Exercise goal
Convert the records below into a two-column CSV with the headers "prompt" and "response." Give one row for each note and the points that follow it, put each field in double quotes with line breaks replaced by spaces, and leave the pictures out.

Material provided
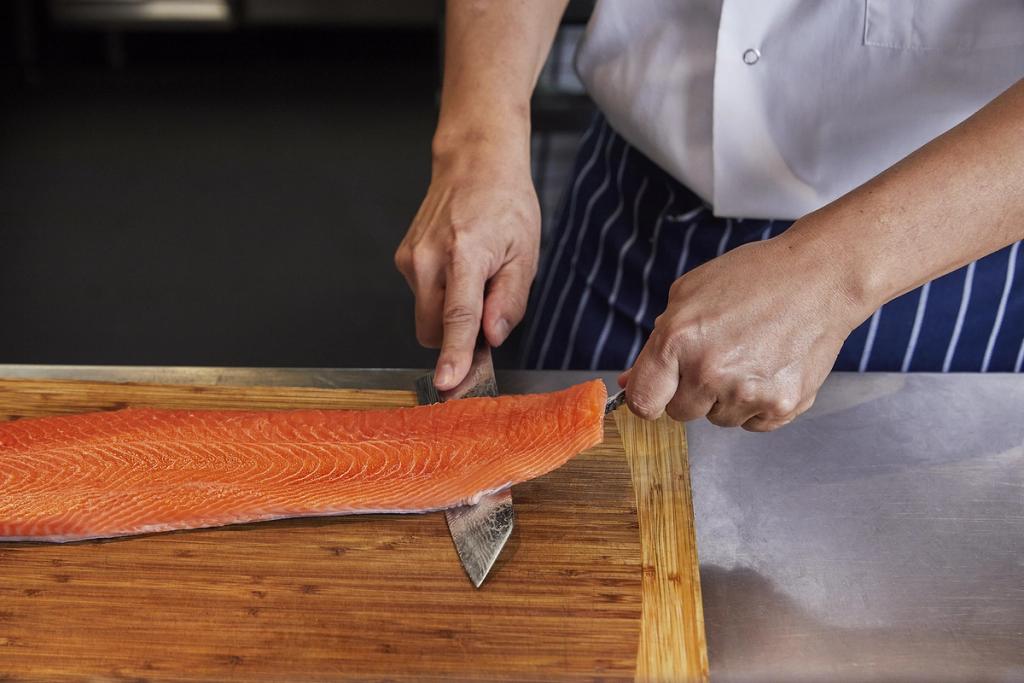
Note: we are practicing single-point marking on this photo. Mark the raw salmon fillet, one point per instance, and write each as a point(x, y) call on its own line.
point(142, 470)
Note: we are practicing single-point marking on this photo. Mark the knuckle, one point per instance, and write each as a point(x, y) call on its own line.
point(710, 374)
point(783, 404)
point(674, 341)
point(460, 243)
point(458, 315)
point(420, 259)
point(748, 392)
point(721, 420)
point(643, 407)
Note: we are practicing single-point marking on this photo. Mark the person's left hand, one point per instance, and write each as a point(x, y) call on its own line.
point(747, 339)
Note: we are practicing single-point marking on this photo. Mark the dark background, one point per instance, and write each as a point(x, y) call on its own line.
point(226, 193)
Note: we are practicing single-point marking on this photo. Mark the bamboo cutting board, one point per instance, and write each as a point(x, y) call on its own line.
point(598, 582)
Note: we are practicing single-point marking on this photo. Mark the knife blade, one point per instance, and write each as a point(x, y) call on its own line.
point(479, 530)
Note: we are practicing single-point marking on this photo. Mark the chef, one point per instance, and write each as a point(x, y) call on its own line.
point(773, 189)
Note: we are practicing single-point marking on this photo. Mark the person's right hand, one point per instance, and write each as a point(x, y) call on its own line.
point(470, 255)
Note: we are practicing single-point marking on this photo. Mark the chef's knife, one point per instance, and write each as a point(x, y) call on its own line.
point(479, 530)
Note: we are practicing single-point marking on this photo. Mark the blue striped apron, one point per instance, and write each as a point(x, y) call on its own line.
point(627, 229)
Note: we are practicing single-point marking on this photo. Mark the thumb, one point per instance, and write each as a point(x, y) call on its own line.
point(505, 304)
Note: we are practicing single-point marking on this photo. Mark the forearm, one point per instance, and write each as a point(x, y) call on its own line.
point(494, 52)
point(954, 200)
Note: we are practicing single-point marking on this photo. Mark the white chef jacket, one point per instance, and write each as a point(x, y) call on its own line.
point(771, 109)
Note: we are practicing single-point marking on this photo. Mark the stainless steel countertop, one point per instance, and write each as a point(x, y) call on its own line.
point(880, 537)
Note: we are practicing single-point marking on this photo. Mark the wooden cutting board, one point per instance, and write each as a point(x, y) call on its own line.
point(598, 582)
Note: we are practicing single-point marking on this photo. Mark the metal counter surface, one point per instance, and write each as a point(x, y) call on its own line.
point(880, 537)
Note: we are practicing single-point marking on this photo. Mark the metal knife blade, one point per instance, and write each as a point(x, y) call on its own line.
point(479, 530)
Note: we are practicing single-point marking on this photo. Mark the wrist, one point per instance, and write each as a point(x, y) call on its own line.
point(848, 280)
point(497, 133)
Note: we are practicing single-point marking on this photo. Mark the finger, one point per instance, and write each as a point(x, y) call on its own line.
point(730, 414)
point(771, 422)
point(424, 272)
point(652, 381)
point(689, 402)
point(506, 301)
point(762, 424)
point(429, 309)
point(742, 401)
point(463, 306)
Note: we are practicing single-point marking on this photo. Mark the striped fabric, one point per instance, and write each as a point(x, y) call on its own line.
point(627, 229)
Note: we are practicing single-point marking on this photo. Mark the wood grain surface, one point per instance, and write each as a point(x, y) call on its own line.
point(373, 597)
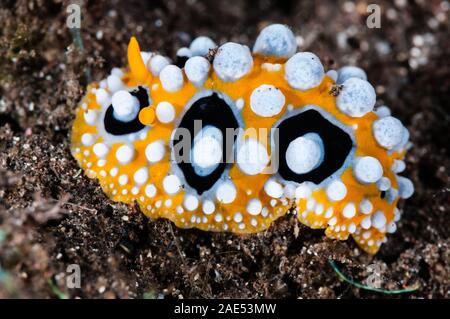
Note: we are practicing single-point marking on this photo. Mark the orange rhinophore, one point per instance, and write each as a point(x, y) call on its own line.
point(234, 143)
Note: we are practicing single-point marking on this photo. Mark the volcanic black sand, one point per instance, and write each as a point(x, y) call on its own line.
point(52, 216)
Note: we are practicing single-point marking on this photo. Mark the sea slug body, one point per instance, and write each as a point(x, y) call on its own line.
point(334, 159)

Solution
prompt,response
"Note: we are practicing single-point marking on this photo. Mark the raw salmon fillet, one point per instance, and write each as a point(x, y) call on its own line.","point(142, 470)"
"Note: we are practicing single-point marking on this photo. Mark the knuckle, one point per instance, and write each as a point(x, y) call on its own line.","point(710, 374) point(783, 404) point(674, 341) point(460, 243) point(458, 315) point(420, 259) point(748, 392) point(721, 420) point(643, 407)"
"Note: we are practicing single-point marking on this photo. Mark the person's left hand, one point per instance, and write each as a point(x, y) call on its own line.","point(747, 339)"
"Note: we are practicing single-point marking on this photo. Mark the dark background, one point per instance, and write each as a point(x, y) call on its own line.","point(226, 193)"
"Note: we are practicing single-point marking on this photo. Mark the bamboo cutting board, one point per instance, and write each as a point(x, y) call on its own line.","point(598, 582)"
"Note: we are practicing single-point marking on this photo. Mark the knife blade, one point per instance, and write each as a point(x, y) call on its own line.","point(479, 530)"
"Note: we are practicing single-point marking on this photo. Mark the chef, one point per instance, and write each as a point(x, y) call on its own line.","point(773, 189)"
"Note: we are practicing single-point marking on this photo. Mark the person's right hand, one point per instance, and write each as a point(x, y) call on its own line.","point(470, 255)"
"Note: we are practicing single-point marking on this photo. Mark the chef's knife, one point per instance, and write each as a point(x, y) call on its own line.","point(479, 530)"
"Note: we are practicing single-point marking on this photo. Mark the blue striped apron, one point per instance, and write each as a point(x, y) call on its own line.","point(627, 229)"
"Note: we are practicing single-point marking on this photo. Mark the thumb, one point per instance, and write each as a point(x, y) call on its own line.","point(505, 304)"
"Note: we are practicing single-point marking on this photo. Mark the forearm, one point per instance, and write each as a point(x, y) call on its own line.","point(494, 52) point(954, 200)"
"Note: we are practicing single-point marking on this photo. Mark the white chef jacket, one point per instance, and write each as a point(x, y) call on its own line.","point(771, 109)"
"Note: we are practicing single-point marking on this photo. Mark the stainless steel countertop, one point per instance, and write each as a point(x, y) call on its own line.","point(880, 537)"
"Note: we are practicing single-point marking on this photo. Mark the wooden cutting board, one point per instance, and write each as a point(x, y) call on its own line.","point(598, 582)"
"Note: we are practicing single-point marking on this photo. Mark the metal counter surface, one point per instance, and write each as a point(x, y) call on its own line.","point(880, 537)"
"Note: we are practicing single-point marking on this photo. Mark the metal knife blade, one point per instance, and write each as a point(x, y) call on its own line.","point(479, 530)"
"Note: we are practicing single-point marking on this photo. Mark the wrist, one point per instance, and write each as a point(x, y) call on its own line.","point(848, 280) point(497, 133)"
"Note: we are practicing single-point marking on this photo. Mark the finger, one point per instance, and write each as a point(x, y) call on its own line.","point(730, 414) point(771, 422) point(424, 272) point(652, 381) point(689, 402) point(506, 301) point(762, 424) point(429, 309) point(742, 401) point(463, 306)"
"Note: we are practicing single-point marking on this photo. Mark the striped fabric, one point per instance, and write each as a point(x, y) call on its own line.","point(627, 229)"
"Note: we are practicing single-point marking on this photo. Mark the wood grain surface, one point per instance, and write each as a point(x, y) call on its own line.","point(373, 597)"
"Note: we are practicing single-point marking on this photo. Mark the orange rhinophore, one point per instance, and write each as a point(x, y) call on its own line.","point(234, 143)"
"Note: we are practicing single-point marking on this photo. Mark the volcanic black sand, one point per instance, and write each as a point(x, y) call on its own line.","point(52, 216)"
"Note: we are practicing single-point marking on this photo. Mark the sea slug body, one point per instance, and write each as a point(x, y) call on its own line.","point(334, 159)"